Input records:
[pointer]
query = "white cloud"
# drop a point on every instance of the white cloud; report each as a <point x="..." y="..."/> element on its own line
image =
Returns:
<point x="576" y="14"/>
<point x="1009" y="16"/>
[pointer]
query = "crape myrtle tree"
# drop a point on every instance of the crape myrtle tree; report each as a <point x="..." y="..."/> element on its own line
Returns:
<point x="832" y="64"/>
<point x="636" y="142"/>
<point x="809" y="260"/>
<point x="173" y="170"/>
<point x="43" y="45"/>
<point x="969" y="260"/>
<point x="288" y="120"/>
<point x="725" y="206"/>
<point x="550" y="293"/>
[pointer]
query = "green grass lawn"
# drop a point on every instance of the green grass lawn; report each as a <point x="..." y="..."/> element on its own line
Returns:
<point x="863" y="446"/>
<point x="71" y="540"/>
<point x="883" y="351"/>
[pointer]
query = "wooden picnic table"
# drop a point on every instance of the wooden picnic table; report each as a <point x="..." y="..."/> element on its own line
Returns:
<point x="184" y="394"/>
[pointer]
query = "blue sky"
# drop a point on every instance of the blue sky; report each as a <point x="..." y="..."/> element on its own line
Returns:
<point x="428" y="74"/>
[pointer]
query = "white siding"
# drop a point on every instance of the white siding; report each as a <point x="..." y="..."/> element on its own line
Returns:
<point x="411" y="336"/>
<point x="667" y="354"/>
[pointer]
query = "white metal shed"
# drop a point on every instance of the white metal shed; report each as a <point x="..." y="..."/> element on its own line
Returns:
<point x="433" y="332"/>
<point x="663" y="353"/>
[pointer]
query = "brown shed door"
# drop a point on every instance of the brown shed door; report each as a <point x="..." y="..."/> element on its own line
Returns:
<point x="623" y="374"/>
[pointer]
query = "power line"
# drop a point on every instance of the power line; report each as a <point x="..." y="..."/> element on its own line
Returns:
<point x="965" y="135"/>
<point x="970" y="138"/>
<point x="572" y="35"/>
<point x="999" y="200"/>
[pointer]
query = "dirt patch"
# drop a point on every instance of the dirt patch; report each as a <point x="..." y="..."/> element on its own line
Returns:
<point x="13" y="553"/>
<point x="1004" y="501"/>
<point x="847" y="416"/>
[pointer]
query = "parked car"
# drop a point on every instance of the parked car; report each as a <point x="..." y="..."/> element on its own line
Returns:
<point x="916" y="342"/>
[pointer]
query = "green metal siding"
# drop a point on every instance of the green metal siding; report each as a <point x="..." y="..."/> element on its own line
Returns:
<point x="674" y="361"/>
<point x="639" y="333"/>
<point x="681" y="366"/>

Exercise objective: Extract each record, keeping it identical to the original.

Finished answer:
[pointer]
query = "white cloud"
# drop a point on every instance of the white cloud; report each as a <point x="..." y="..."/> element on its own line
image =
Returns:
<point x="576" y="14"/>
<point x="1009" y="16"/>
[pointer]
query = "crape myrtle tree"
# drop a point on every instance of the crape myrtle tree; report each as a <point x="..." y="..."/> element on its own line
Returns:
<point x="832" y="64"/>
<point x="636" y="142"/>
<point x="809" y="260"/>
<point x="173" y="170"/>
<point x="43" y="45"/>
<point x="969" y="260"/>
<point x="288" y="120"/>
<point x="725" y="206"/>
<point x="550" y="293"/>
[pointer]
query = "green grass lawn"
# drop a point on every instance of the green grass lawn; report each as a <point x="..." y="..."/> element on its own line
Returns:
<point x="863" y="446"/>
<point x="71" y="540"/>
<point x="883" y="351"/>
[pointer]
query = "wooden picnic table"
# drop a point on every instance of the wooden picnic table; report each as a <point x="..." y="..."/> element on its own line
Returns:
<point x="184" y="394"/>
[pointer]
query = "blue sky"
# drop a point on every instance of the blue sky; report each as a <point x="..." y="..."/> element on its own line
Returns:
<point x="428" y="74"/>
[pointer]
query = "white siding"
# drop a point on every instance of the white siding; report each as a <point x="..." y="..."/> element on its own line
Returns:
<point x="411" y="336"/>
<point x="667" y="354"/>
[pointer]
query = "white metal shed"
# drop a point on every instance of the white metal shed; report each as a <point x="..." y="..."/> element on its own line
Returns:
<point x="433" y="332"/>
<point x="663" y="353"/>
[pointer]
query = "brown shed door"
# drop a point on every instance of the brown shed door; report each as a <point x="..." y="..."/> element on its own line
Returns:
<point x="623" y="374"/>
[pointer]
query = "power line"
# drop a point on every instance of the power line; report each as a <point x="..." y="..."/> element on its own line
Returns:
<point x="965" y="135"/>
<point x="970" y="138"/>
<point x="572" y="35"/>
<point x="999" y="200"/>
[pointer]
query = "dirt patch"
# drop a point on every instance of the dirt patch; report each as a <point x="..." y="..."/> element on its own line
Returns:
<point x="13" y="553"/>
<point x="1004" y="501"/>
<point x="847" y="416"/>
[pointer]
query = "parked car"
# drop a point on every instance of the parked car; report each as a <point x="..." y="..."/> element on its own line
Returns:
<point x="916" y="342"/>
[pointer]
query = "green metal siding"
# drop a point on every instance of the green metal siding; report each as a <point x="..." y="..."/> element on its own line
Returns:
<point x="674" y="361"/>
<point x="639" y="333"/>
<point x="681" y="366"/>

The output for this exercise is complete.